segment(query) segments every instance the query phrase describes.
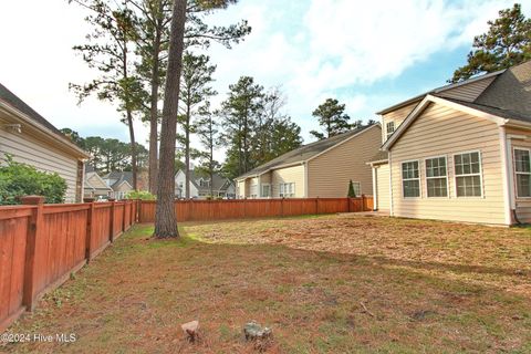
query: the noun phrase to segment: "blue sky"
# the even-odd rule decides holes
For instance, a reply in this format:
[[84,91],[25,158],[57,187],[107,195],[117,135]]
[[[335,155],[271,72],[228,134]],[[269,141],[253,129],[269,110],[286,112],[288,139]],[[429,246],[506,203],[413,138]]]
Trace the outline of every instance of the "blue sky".
[[[247,19],[253,28],[232,50],[209,49],[218,65],[215,88],[220,95],[214,103],[241,75],[254,76],[266,87],[281,86],[285,112],[301,125],[308,143],[309,132],[317,128],[311,112],[326,97],[345,103],[353,118],[368,119],[381,108],[444,85],[466,62],[473,35],[512,3],[240,0],[209,20],[222,24]],[[531,2],[522,3],[530,17]],[[77,106],[67,90],[69,82],[94,75],[71,50],[90,31],[83,22],[86,13],[65,0],[10,1],[1,8],[2,46],[10,54],[0,56],[0,82],[58,127],[127,140],[114,106],[95,98]],[[138,122],[135,131],[146,143],[147,127]]]

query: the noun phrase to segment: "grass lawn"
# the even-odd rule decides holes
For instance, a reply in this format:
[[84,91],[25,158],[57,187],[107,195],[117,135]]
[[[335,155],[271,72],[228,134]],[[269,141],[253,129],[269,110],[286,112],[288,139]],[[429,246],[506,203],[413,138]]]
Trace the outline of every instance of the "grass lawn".
[[[531,230],[375,217],[137,226],[17,322],[72,344],[0,352],[530,353]],[[191,344],[180,324],[199,320]]]

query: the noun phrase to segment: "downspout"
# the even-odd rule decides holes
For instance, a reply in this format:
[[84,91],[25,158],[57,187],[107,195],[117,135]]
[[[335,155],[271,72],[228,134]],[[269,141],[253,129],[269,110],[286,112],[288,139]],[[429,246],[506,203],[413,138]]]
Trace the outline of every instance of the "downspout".
[[309,198],[309,186],[308,186],[308,162],[302,163],[304,167],[304,198]]
[[373,211],[378,210],[378,178],[376,177],[377,174],[377,168],[374,167],[373,165],[371,166],[373,168]]
[[393,208],[393,159],[392,159],[392,154],[391,150],[387,152],[388,158],[389,158],[389,216],[394,217],[394,208]]
[[502,178],[503,178],[503,209],[506,225],[511,226],[514,223],[521,223],[517,216],[517,206],[514,198],[514,186],[512,175],[512,154],[511,154],[511,139],[507,135],[504,126],[499,126],[500,135],[500,152],[502,162]]
[[503,139],[503,145],[504,145],[504,150],[506,150],[506,162],[507,162],[507,186],[509,188],[509,208],[511,210],[511,216],[512,220],[516,221],[518,225],[521,225],[522,222],[518,219],[517,216],[517,197],[514,195],[514,166],[513,166],[513,160],[512,160],[512,136],[510,134],[507,134],[506,128],[503,127],[503,133],[504,133],[504,139]]

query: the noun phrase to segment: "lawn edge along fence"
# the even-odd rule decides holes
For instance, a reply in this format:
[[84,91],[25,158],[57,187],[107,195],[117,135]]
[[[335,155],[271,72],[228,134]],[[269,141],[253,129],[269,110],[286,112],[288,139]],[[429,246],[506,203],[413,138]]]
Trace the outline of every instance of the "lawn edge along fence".
[[21,201],[0,207],[0,333],[138,220],[137,200]]
[[[139,222],[154,222],[155,209],[156,201],[140,201]],[[178,221],[274,218],[372,210],[372,196],[358,198],[191,199],[175,201],[175,215]]]

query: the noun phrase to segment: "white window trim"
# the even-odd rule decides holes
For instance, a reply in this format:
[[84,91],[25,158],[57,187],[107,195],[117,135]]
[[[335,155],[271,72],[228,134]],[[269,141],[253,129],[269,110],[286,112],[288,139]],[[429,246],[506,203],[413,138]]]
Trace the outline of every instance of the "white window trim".
[[[263,187],[269,187],[269,196],[263,196]],[[260,185],[260,198],[271,198],[271,184],[261,184]]]
[[[531,148],[529,148],[529,147],[518,147],[518,146],[512,147],[512,166],[513,166],[512,178],[514,178],[514,194],[517,196],[517,199],[529,200],[529,199],[531,199],[531,196],[530,197],[520,197],[518,195],[518,178],[517,178],[517,175],[530,175],[531,176],[531,173],[528,174],[528,173],[518,173],[517,171],[517,154],[516,154],[517,150],[528,152],[529,153],[529,158],[531,159]],[[530,162],[530,164],[531,164],[531,162]]]
[[[393,124],[393,132],[391,132],[391,134],[389,134],[388,125],[389,125],[391,123]],[[395,132],[396,132],[396,123],[395,123],[395,121],[386,122],[386,123],[385,123],[385,137],[386,137],[386,139],[388,139]]]
[[[404,164],[407,164],[407,163],[417,163],[418,164],[418,178],[404,179]],[[421,171],[423,171],[423,167],[420,166],[420,160],[419,159],[408,159],[408,160],[405,160],[405,162],[400,162],[402,199],[421,199],[423,198],[423,186],[420,184],[420,179],[423,177]],[[418,197],[406,197],[406,196],[404,196],[404,180],[418,180]]]
[[[439,178],[442,178],[441,176],[439,177],[428,177],[428,174],[426,173],[426,168],[427,168],[427,164],[426,164],[426,160],[428,159],[435,159],[435,158],[441,158],[444,157],[445,158],[445,165],[446,165],[446,197],[430,197],[429,194],[428,194],[428,179],[439,179]],[[438,155],[438,156],[430,156],[430,157],[426,157],[424,159],[424,168],[425,168],[425,180],[426,180],[426,198],[428,199],[450,199],[450,176],[449,176],[449,173],[448,173],[448,155]]]
[[[353,185],[355,185],[355,184],[360,185],[360,194],[358,195],[356,194],[356,198],[360,198],[362,196],[362,183],[357,181],[357,180],[353,180],[352,184]],[[354,191],[355,191],[355,189],[354,189]]]
[[[478,174],[467,174],[467,175],[457,175],[456,174],[456,156],[457,155],[462,155],[462,154],[473,154],[473,153],[478,153],[479,154],[479,181],[481,183],[481,196],[470,196],[470,197],[458,197],[457,196],[457,178],[458,177],[470,177],[470,176],[477,176]],[[458,199],[485,199],[485,183],[483,183],[483,155],[481,154],[481,150],[468,150],[468,152],[459,152],[459,153],[455,153],[451,157],[454,160],[452,160],[452,169],[454,169],[454,186],[456,186],[456,188],[454,188],[454,196]]]
[[[287,185],[293,185],[293,190],[290,192],[290,196],[285,196],[285,192],[282,192],[282,188],[285,189]],[[294,181],[288,181],[288,183],[281,183],[279,184],[279,197],[280,198],[295,198],[295,183]]]

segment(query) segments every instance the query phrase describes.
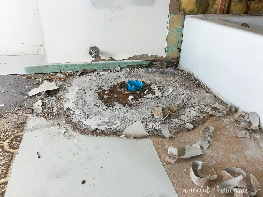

⁂

> _Directive_
From the records, copy out each line that contains the string "trim", matching case.

> _Solution to this task_
query: the noun phrase to segment: "white window trim"
Trace the outline of every instance of the "white window trim".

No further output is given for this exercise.